_読む文章_:
****

高齢者にとって運転は生活の要ですが、免許返納が進まない実態があります。
運転への自信や生活インフラへの依存、代替手段の未整備などが主因です。事故リスクの増大や家族の不安も深刻であり、支援策の強化が喫緊の課題です。
返納が進まない背景—生活インフラへの依存と心理的抵抗
地方や過疎地では、自動車が日常生活の生命線です。買い物や通院、趣味活動など、公共交通機関が脆弱な地域では車に依存せざるを得ず、免許返納による行動範囲の縮小を強く不安視します。
それに加え、多くの高齢者は「まだ運転に問題はない」「慎重に運転している」と自己評価しており、心理的な抵抗も返納を阻む大きな要因です。
統計が示す実態—返納率の低さと高まる事故リスク
返納率は依然として低く、75歳以上の免許保有者に対して返納した人の割合はわずか約5%です。
また75歳以上の返納件数に関しては、2019年の約35万件をピークに年々減少しています。2023年には訳26万件となっています。
一方で、75歳以上による死亡事故率は他の年代を上回っており、特に踏み間違いや認知・身体機能の低下による事故が多発しています。操作ミスなどが事故に直結する傾向は警察庁の統計でも確認されています。
支援の鍵—返納後の移動支援と安全な生活の確保
返納を促すには、返納後の生活を支える制度の充実が欠かせません。
運転免許証を自主返納、または更新を受けずに失効した方は、自主返納後、または運転免許失効後5年以内であれば、運転経歴証明書の交付を受けることができます。この運転経歴証明書は、平成24年4月1日以降に交付されたものであれば、運転免許証に代わる公的な本人確認書類として利用できます。また運転経歴証明書を提示すると公共交通や買い物、施設サービスなどで割引が受けられる制度があります。
このような今ある制度をいかに広めていくかが、自治体として課題の一つになっています。
車に代わる移動手段としては、移動販売や宅配サービス、自治体によるコミュニティバスの運行などが有効で、特に地方ではこうした取り組みが生活の支えになります。
車が無くても不便なく暮らせるような制度が整えば、返納率も自ずと上がってくるのではないでしょうか。
まとめ
高齢者の運転免許返納が進まないのは、生活インフラへの依存や運転への自信、心理的抵抗によるものです。
しかし、高齢ドライバーの事故リスクは高く、対応は急務です。返納後の移動支援や制度を整備することで、安全で安心な生活を支え、返納へのハードルを下げる社会づくりが求められます。

****

生データ

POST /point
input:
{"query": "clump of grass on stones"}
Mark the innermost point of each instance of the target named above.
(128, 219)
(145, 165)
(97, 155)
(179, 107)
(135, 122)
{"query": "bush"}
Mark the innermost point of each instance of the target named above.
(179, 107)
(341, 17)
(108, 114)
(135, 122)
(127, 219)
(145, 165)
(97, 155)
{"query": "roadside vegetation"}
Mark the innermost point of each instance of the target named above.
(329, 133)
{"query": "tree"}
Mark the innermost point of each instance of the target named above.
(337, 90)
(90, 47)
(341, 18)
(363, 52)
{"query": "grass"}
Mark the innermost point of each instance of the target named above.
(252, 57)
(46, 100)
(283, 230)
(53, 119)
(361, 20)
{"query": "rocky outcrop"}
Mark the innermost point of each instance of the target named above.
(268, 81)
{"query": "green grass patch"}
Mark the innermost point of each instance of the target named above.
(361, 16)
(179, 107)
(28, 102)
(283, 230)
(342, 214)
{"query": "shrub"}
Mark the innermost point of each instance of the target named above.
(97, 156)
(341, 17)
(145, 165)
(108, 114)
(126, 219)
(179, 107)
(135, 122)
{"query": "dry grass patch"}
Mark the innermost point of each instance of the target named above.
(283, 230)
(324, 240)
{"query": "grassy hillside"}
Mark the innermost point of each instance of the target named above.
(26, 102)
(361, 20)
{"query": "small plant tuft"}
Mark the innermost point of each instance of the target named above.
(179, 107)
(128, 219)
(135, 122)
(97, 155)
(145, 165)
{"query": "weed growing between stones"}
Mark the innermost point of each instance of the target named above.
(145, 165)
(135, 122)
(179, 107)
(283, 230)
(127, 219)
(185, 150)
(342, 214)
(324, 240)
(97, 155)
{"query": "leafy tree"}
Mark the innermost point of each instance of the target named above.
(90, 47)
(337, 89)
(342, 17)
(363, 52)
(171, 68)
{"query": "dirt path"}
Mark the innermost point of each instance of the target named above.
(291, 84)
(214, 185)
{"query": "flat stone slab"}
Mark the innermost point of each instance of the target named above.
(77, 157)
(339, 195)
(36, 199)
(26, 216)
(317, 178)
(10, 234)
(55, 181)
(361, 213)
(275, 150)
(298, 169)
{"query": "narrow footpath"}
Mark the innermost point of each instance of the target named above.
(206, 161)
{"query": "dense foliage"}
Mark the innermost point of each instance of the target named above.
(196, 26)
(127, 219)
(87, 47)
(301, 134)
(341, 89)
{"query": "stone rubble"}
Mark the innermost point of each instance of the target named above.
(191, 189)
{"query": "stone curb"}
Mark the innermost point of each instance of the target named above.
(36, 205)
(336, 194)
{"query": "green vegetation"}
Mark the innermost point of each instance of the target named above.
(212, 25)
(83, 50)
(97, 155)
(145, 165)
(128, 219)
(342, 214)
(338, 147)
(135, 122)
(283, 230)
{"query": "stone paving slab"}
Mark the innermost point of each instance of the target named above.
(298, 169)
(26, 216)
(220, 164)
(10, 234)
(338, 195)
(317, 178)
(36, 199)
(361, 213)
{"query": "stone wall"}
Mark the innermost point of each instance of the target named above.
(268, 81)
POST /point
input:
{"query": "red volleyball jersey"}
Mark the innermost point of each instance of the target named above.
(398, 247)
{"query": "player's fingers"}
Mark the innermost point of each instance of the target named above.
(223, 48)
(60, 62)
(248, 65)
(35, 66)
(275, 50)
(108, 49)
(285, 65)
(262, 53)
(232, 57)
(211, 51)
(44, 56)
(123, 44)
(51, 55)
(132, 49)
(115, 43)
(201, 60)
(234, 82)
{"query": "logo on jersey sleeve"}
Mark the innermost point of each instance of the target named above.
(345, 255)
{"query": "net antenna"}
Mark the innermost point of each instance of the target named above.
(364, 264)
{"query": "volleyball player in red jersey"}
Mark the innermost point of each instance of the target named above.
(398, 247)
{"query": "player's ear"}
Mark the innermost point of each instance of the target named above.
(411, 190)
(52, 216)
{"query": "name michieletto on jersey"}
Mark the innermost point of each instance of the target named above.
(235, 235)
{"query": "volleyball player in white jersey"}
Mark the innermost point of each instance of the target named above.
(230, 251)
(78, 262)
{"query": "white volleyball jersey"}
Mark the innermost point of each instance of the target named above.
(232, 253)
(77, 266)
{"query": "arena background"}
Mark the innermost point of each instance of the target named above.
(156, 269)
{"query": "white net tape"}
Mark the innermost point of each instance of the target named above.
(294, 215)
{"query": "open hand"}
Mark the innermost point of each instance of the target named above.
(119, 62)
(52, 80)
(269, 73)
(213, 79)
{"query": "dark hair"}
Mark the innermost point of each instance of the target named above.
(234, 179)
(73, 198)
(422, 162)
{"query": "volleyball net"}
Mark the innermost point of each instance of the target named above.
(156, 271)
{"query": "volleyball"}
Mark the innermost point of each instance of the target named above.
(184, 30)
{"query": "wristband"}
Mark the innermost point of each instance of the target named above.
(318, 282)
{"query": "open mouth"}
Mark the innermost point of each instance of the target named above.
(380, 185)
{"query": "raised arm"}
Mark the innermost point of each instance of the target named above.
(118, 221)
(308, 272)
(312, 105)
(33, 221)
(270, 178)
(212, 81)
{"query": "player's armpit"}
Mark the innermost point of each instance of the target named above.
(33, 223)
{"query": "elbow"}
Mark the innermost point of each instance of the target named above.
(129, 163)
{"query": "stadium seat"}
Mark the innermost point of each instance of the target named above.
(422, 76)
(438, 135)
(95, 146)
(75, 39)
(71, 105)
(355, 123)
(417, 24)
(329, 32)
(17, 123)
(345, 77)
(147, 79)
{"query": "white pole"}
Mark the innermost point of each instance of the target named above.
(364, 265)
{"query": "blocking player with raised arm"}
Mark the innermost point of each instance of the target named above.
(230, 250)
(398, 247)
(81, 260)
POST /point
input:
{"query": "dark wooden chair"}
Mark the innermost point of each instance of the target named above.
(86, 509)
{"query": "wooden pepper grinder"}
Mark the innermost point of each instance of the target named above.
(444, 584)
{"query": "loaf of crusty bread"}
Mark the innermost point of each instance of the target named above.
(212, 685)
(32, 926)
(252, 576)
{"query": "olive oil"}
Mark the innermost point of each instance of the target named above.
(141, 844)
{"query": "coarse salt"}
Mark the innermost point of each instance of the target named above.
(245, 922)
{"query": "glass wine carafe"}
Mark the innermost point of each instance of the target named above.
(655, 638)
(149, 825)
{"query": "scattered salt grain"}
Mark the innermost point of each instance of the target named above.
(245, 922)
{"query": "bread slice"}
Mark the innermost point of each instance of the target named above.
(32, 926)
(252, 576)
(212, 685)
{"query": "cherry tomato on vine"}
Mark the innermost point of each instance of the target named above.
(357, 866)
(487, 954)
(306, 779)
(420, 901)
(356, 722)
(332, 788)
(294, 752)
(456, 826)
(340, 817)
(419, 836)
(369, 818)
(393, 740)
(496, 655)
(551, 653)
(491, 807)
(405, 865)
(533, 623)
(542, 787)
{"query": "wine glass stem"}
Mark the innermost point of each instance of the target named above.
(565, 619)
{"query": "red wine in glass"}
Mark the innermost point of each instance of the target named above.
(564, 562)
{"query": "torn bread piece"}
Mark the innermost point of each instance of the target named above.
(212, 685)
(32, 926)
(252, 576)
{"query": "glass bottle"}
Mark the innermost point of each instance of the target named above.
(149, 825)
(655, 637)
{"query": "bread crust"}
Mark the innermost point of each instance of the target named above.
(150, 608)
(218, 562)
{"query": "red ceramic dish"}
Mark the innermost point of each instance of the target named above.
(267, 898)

****

_作業の指示_:
1. 免許返納の文章のうち、「車に代わる移動手段としては、」で始まり「運転への自信、心理的抵抗によるものです。」まで続く部分を、「コミュニティバス」を「循環バス」に置き換えて書き直してください。
2. 免許返納の文章で、車に代わる移動手段として挙げられているものをすべて書き出してください。

_問題の答え_:
1.
車に代わる移動手段としては、移動販売や宅配サービス、自治体による循環バスの運行などが有効で、特に地方ではこうした取り組みが生活の支えになります。
車が無くても不便なく暮らせるような制度が整えば、返納率も自ずと上がってくるのではないでしょうか。
まとめ
高齢者の運転免許返納が進まないのは、生活インフラへの依存や運転への自信、心理的抵抗によるものです。

2.
- 移動販売
- 宅配サービス
- 自治体によるコミュニティバスの運行